# Kegiatan 1
Jawablah pertanyaan berikut berdasarkan ulasan film Serdadu Kumbang.
(a) Tahun berapa yang tercantum pada judul ulasan tersebut?
(b) Siapa yang digunakan sebagai pemeran dalam film yang digambarkan?
(c) Tahun berapa yang ditulis di samping judul Laskar Pelangi?
# Kegiatan 2
Teruskan ulasan film Serdadu Kumbang, dimulai setelah kalimat terakhir yang tertera.

# Petikan Teks
————————

Review: Serdadu Kumbang (2011)


Sebuah film Indonesia. Dengan latar belakang cerita di sebuah daerah yang mungkin belum banyak dieksplorasi oleh para sineas perfilman negara ini. Menggunakan anak-anak setempat sebagai pemerannya. Mengisahkan tentang kehidupan sehari-hari dari anak-anak tersebut. Memberi fokus lebih pada satu karakter anak dimana ia sedang memiliki permasalahan dalam menghadapi kehidupan atau keluarganya. Dan jika beruntung, sebuah kisah mengenai pendidikan yang didapatkan oleh anak-anak tersebut. Laskar Pelangi (2008)? Bukan. Denias, Senandung di Atas Awan (2006) ? Bukan. The Mirror Never Lies? Bukan. Batas? Juga bukan.

————————

# Data yang Diberikan
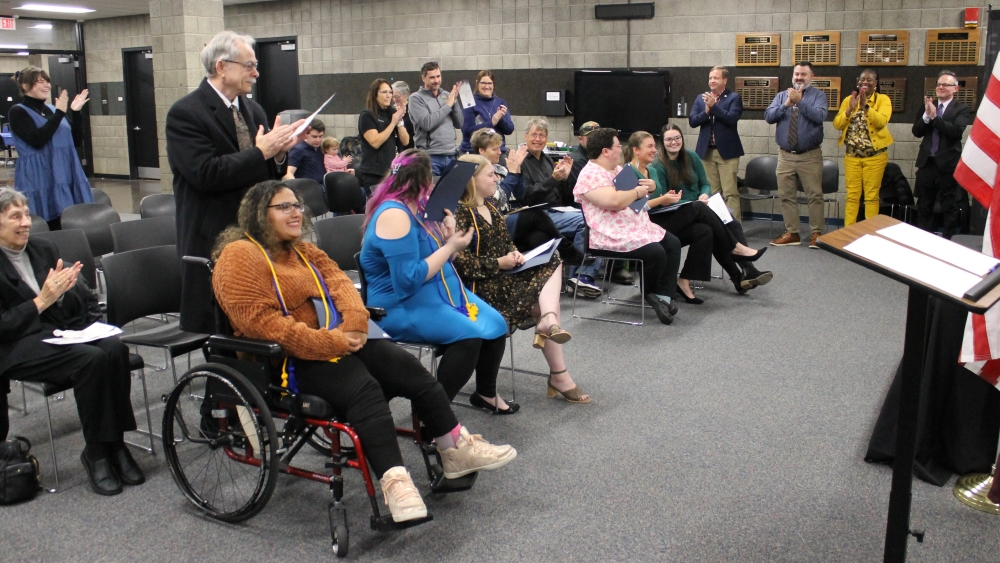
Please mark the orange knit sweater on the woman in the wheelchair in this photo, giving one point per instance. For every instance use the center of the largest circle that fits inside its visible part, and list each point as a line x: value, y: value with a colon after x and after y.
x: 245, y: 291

————————

# Jawaban Tugas 1
(a) 2011.
(b) Anak-anak setempat.
(c) 2008.

# Jawaban Tugas 2
Film ini berjudul Serdadu Kumbang. Diarahkan oleh Ari Sihasale, yang lewat rumah produksi yang ia miliki bersama istrinya Nia Zulkarnaen, Alenia Pictures, pernah memberikan penonton Indonesia film Senandung di Atas Awan dan Tanah Air Beta (2010), Ari masih setia untuk mengangkat kehidupan anak-anak dari daerah terpencil sebagai fokus cerita di filmnya. Sayangnya, saat ini seluruh sineas perfilman Indonesia juga sepertinya sedang keranjingan untuk menghasilkan film-film bertema sama. Jangan salah tanggap, adalah sebuah hal yang sangat terpuji untuk mencari berbagai sisi lain dari banyak daerah Indonesia untuk ditampilkan dalam film Indonesia. Hanya saja, akhir-akhir ini para sineas Indonesia sepertinya telah kehabisan akal mengenai bagaimana untuk menampilkan tema tersebut ke hadapan penonton Indonesia. Akhirnya, seluruh film yang mengeksplorasi wilayah dan bakat dari daerah terpencil di Indonesia tersebut berakhir dengan pengisahan yang monoton. Hal yang turut dialaami oleh Ari Sihasale dalam Serdadu Kumbang.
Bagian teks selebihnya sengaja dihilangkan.